VOS CONSIGNES:
- a) D'après le texte sur la crise géopolitique et les prix, à quel rythme annuel minimal l'inflation salariale aux États-Unis doit-elle se maintenir tant que la tension sur le marché du travail persiste ?
- b) Traduisez en anglais la phrase suivante du texte sur la crise géopolitique et les prix : « Entre la situation géopolitique et la situation sanitaire en Chine, ces tensions resteront élevées. »
- c) Extrayez du texte sur la crise géopolitique et les prix tout le passage qui va de « Les tensions sur les » jusqu'à « pénuries toujours fortes. ».
-------- TEXTE SOURCE --------
2.2. La crise géopolitique provoque une pression supplémentaire sur les prix

Les tensions sur les chaînes d’approvisionnement mondiales ont fortement contribué à la hausse de l’inflation sur les 18 derniers mois. Entre la situation géopolitique et la situation sanitaire en Chine, ces tensions resteront élevées. D’ailleurs, le coût des frets maritime et aérien, ainsi que les composantes « délais de livraison » des enquêtes de conjoncture restent tendus suggérant des pénuries toujours fortes.

Au-delà des goulets d’étranglement, nous considérons que l’inflation salariale est durable, à la fois pour des raisons cycliques et structurelles (cf. tableau ci-dessous).

Les tensions sur le marché du travail apparaissent en Europe. Elles sont historiquement élevées aux États-Unis avec une demande de travail des entreprises désormais très supérieure à l’offre de travail. Tant que cette tension persiste, l’inflation salariale aux États-Unis doit se maintenir à un rythme annuel d’au moins 5%.
-------- DONNÉES RECUEILLIES --------
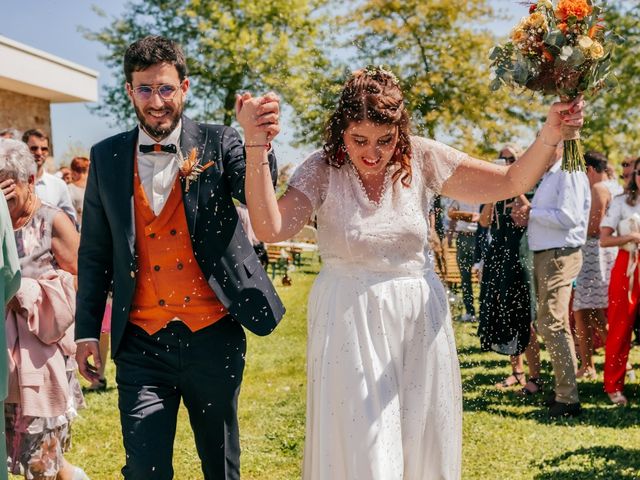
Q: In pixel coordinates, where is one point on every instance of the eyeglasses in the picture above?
--------
RÉPONSES ATTENDUES:
- a) À un rythme annuel d'au moins 5 %.

- b) Between the geopolitical situation and the health situation in China, these tensions will remain high.

- c)
Les tensions sur les chaînes d’approvisionnement mondiales ont fortement contribué à la hausse de l’inflation sur les 18 derniers mois. Entre la situation géopolitique et la situation sanitaire en Chine, ces tensions resteront élevées. D’ailleurs, le coût des frets maritime et aérien, ainsi que les composantes « délais de livraison » des enquêtes de conjoncture restent tendus suggérant des pénuries toujours fortes.